> DOCUMENT EXCERPT
────────────────
Many can develop varicose veins during pregnancy, or if they are already present, they may get worse during the term of pregnancy. As the pregnancy develops, the uterus grows. This puts additional pressure on a large vein which sits on the on the right side of the body, known as the inferior vena cava. The knock on effect is that there is an increase in pressure in the leg veins. Veins are the blood vessels whose function is to return blood to your heart from the extremities. Therefore, the blood being carried in the leg veins is working against gravity.

The volume of blood in your body rises during pregnancy, which adds to the work load of your veins. In addition, levels of progesterone rise, which causes the blood vessel walls to relax.

Risk Factors

You may be more likely to suffer from varicose veins if you have other family members who have had them. Varicose veins are more common in women than in men. If you have previously had varicose veins during pregnancy, you will be likely to suffer them in successive pregnancies, and unfortunately, the condition is likely to be worse with each pregnancy, and as age increases. Carrying twins (or more), standing for prolonged periods or being overweight are all factors which can make you more susceptible to varicose veins.
────────────────
> DATA EXCERPT
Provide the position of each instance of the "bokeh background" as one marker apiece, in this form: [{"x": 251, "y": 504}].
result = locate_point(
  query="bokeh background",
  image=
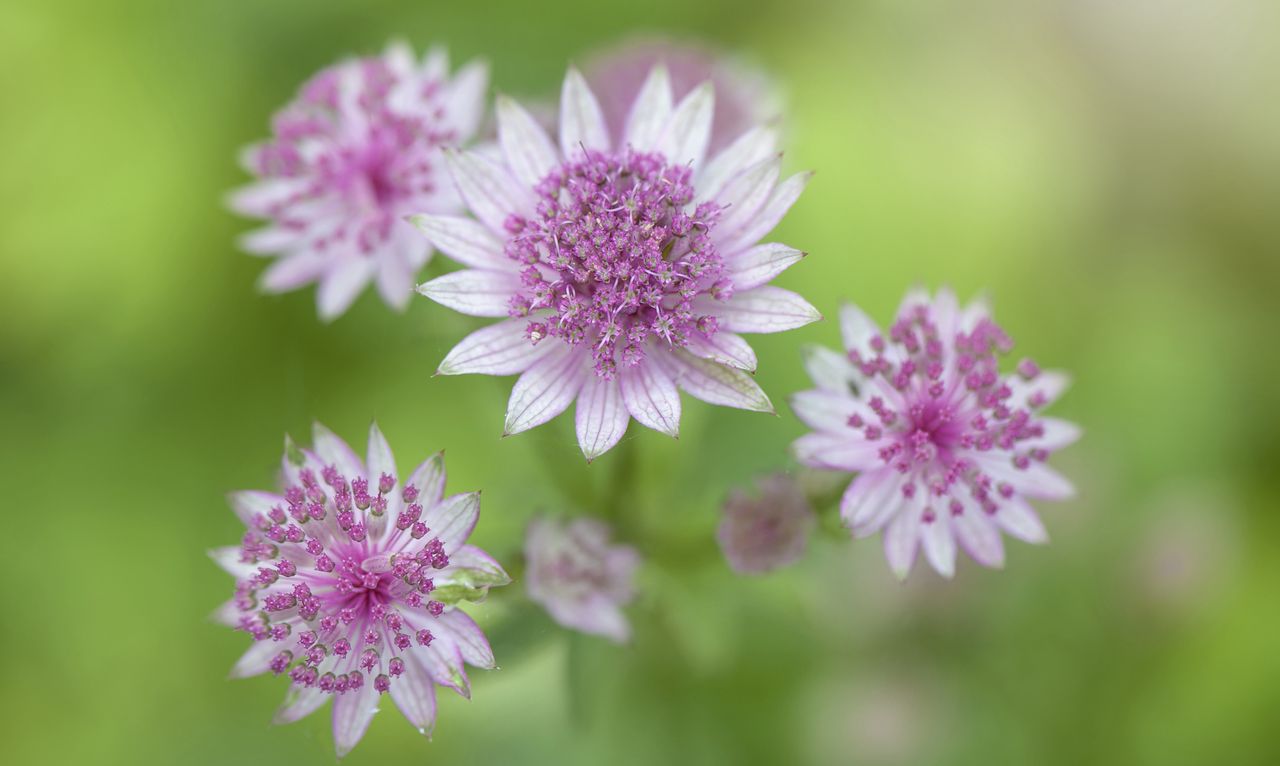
────────────────
> QUESTIONS
**1.** Decide whether each statement agrees with the passage on varicose veins in pregnancy. Answer yes or no, and quote the words from the passage that settle it.
(a) Progesterone levels fall during pregnancy.
(b) Varicose veins occur more often in women than in men.
(c) Blood volume in the body goes up during pregnancy.
**2.** In the passage on varicose veins in pregnancy, what is the function of veins?
**3.** Write the next part of the passage on varicose veins in pregnancy, starting after its last sentence.

> SET OF ANSWERS
**1.**
(a) No: "levels of progesterone rise, which causes the blood vessel walls to relax."
(b) Yes: "Varicose veins are more common in women than in men."
(c) Yes: "The volume of blood in your body rises during pregnancy"

**2.** Veins return blood to the heart from the extremities.

**3.**
Problems associated with varicose veins tend to get better after you give birth. This is particularly the case if you didn’t suffer from varicose veins prior to your pregnancy. If your varicose veins don’t improve, there are a variety of options as to treatment.

Varicose veins may be preventable, or at least you should be able to minimize them. Here’s how:

  • Daily exercise can help to improve circulation. Try a brisk walk.
  • Try to keep within a healthy weight range during pregnancy.
  • Try to keep your keep your legs and feet elevated whenever possible. Use a box or a stool to rest your feet on when you are seated. When you are lying down, keep your feet elevated with a pillow.
  • Try not to cross your ankles or legs when you are seated as it can hinder circulation. Also do not stand or sit for extended periods without moving around.
  • Remember that the inferior vena cava lies on the right side of your body. Lying on the left side of your body will relieve the vein from the weight of your uterus, and this in turn will reduce the pressure on the veins in your feet and legs.
  • Try to sleep on the left side of your body with your feet raised slightly on a pillow. For added comfort, put a pillow behind your back to help to keep you tilted to the left.
  • Wear special support tights or hose. Your doctor or health care provider may advise you to use prescription-strength hose, which are also known as compression stockings. They can be very effective in improving circulation and are available from pharmacies and medical supply stores. These hose are thicker and tighter than standard pantyhose. They are tightest at the ankle and they get looser the higher up the leg they go.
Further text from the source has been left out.